** Start Dataset extract **

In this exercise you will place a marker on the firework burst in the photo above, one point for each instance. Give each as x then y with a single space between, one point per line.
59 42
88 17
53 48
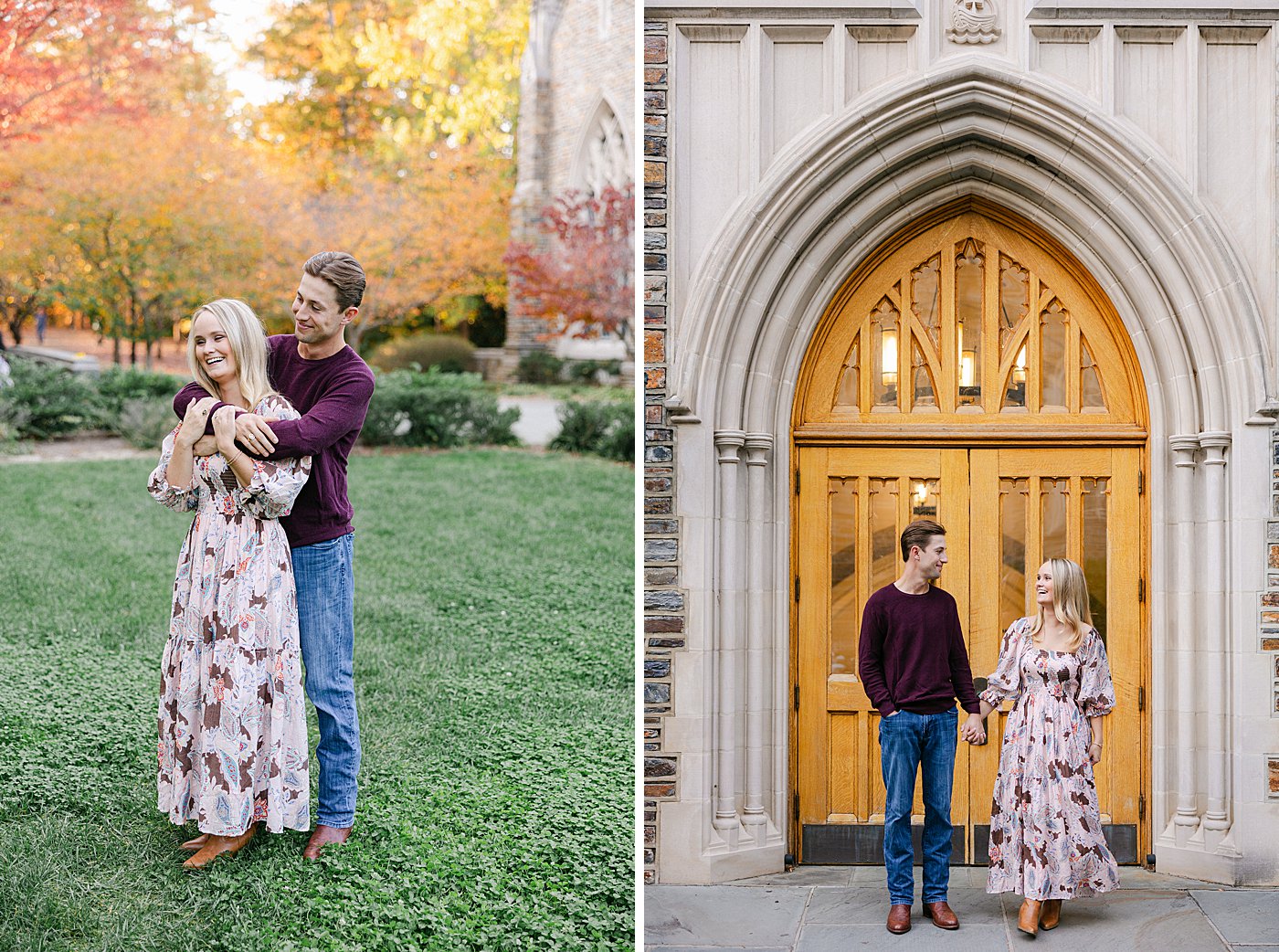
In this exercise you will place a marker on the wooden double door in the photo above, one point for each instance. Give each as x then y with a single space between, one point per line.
1006 511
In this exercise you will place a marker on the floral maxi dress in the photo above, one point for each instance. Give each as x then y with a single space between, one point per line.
233 732
1045 827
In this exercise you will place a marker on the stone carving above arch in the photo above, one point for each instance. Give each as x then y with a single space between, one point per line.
972 22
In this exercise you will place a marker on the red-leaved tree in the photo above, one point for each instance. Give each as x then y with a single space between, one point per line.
581 278
61 60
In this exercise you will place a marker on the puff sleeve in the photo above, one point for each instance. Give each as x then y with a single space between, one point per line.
275 482
1007 678
178 499
1096 691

** End Dataset extract **

## What the task requires
Can you give all of the material above as a numbered list, with blank lines dropped and the pictures left out?

## The response
1. In this exercise you will place a marker on the firework burst in the photo above, one point for each instance. Give each as x then y with a single space between, one point per line.
2. 59 42
3. 88 17
4. 53 48
5. In this exercise you will place a marker on the wooden double door in the photo above, one point for each instance. Give each as x then y with a single space between, one point per line.
6. 1006 511
7. In this exercise you will place a marker on the floral maxi dress in the photo above, one point for each instance. Give each as x then y with a single space between, one point per line.
8. 233 732
9. 1045 827
10. In this exercise you will place a marker on the stone carving above arch in the photo above, one point for each instance. Give each as x then y with a single space between, one point per line.
11. 972 22
12. In this exercise you will place a marker on the red-leaved tree in the photo above, one point for each instance. Give each as x then y with a single space between, one point per line.
13. 581 278
14. 61 60
15. In this exercise you will place a marker on the puff sleeve in the photo above, one point for each instance. Give each as x then y with a single space between, one point per line.
16. 275 482
17. 1007 678
18. 178 499
19. 1096 691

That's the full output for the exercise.